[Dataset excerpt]
## BEGIN

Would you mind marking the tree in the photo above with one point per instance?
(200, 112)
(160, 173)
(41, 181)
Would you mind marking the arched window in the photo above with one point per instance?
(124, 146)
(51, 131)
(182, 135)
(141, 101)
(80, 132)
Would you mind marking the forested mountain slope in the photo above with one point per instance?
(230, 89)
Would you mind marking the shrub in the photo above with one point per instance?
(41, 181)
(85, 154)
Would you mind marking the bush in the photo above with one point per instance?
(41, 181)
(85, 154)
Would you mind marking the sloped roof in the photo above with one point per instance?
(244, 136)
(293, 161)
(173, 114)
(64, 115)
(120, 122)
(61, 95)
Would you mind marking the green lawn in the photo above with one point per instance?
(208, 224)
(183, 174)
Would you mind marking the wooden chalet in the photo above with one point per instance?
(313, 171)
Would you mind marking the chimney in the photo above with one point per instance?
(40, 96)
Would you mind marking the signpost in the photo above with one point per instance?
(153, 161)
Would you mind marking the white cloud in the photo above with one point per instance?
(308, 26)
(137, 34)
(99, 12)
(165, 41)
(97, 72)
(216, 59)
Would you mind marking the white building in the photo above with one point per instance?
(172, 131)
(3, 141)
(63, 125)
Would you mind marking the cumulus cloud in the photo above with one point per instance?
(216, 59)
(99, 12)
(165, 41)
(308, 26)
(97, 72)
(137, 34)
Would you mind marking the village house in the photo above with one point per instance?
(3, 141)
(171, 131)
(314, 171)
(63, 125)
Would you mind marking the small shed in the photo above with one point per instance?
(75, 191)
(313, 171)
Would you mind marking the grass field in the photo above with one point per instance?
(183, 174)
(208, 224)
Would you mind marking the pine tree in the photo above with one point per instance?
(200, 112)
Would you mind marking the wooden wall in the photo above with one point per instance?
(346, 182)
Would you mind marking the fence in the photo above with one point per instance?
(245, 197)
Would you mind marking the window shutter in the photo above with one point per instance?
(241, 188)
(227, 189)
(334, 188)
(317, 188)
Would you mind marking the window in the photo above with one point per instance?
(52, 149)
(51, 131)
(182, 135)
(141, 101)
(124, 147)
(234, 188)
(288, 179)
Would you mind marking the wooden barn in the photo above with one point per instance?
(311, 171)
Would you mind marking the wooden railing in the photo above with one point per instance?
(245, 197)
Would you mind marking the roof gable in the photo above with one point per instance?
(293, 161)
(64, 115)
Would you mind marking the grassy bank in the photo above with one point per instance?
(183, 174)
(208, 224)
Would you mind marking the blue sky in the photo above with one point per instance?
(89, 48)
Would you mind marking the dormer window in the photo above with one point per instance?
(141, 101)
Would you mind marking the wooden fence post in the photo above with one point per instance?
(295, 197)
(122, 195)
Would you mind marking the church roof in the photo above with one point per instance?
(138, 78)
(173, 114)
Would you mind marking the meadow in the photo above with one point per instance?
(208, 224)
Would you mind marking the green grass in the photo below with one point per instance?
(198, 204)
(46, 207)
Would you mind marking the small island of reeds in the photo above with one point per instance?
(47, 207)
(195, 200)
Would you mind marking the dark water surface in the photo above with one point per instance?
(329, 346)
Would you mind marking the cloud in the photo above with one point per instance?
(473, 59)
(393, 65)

## END

STATED TASK: Reproduce the entries from the line that contains "Would you mind marking the wooden wall" through the end, substituting "timber" for "wooden" and leaving all else unchanged.

RESULT OF THIS TASK:
Would you mind marking the timber wall in the photo above with one point per instance?
(346, 182)
Would you mind marking the fence in the photo above with one point per instance?
(245, 197)
Would you mind marking the window shutter in the photo above with one point per instance?
(241, 188)
(227, 189)
(334, 188)
(317, 188)
Would you mind marking the window in the photo above with one point per instance?
(52, 149)
(51, 131)
(182, 135)
(141, 101)
(124, 147)
(234, 188)
(288, 179)
Would you mind marking the timber barn in the photo above with one point per instance?
(311, 171)
Would you mind marking the timber railing in the photo above with one point per instance?
(245, 197)
Would you mind marking the roof gable in the photo above with one point per instance?
(293, 161)
(64, 115)
Would you mind marking the grassy bank in the photo above with one point per instance?
(183, 174)
(208, 224)
Would you mind marking the blue sky in the photo above with one point per instance?
(89, 48)
Would you mind marking the dormer window in the photo above with one point per instance?
(141, 101)
Would you mind marking the timber fence post in the photo above with one point per instance?
(295, 197)
(122, 195)
Would you mind marking the church roof in the photo above with one point per instance?
(138, 78)
(173, 114)
Would you mind marking the meadow in the photo above with one point per instance?
(208, 224)
Would you mind marking the green grass in the photo below with one point per instance?
(198, 204)
(46, 207)
Would you mind marking the small island of reeds in the photo above with one point per instance?
(47, 207)
(195, 200)
Would you mind marking the dark water surface in the photo above with one point per instance?
(329, 346)
Would you mind marking the cloud in the photo above with one point per instance?
(473, 59)
(393, 65)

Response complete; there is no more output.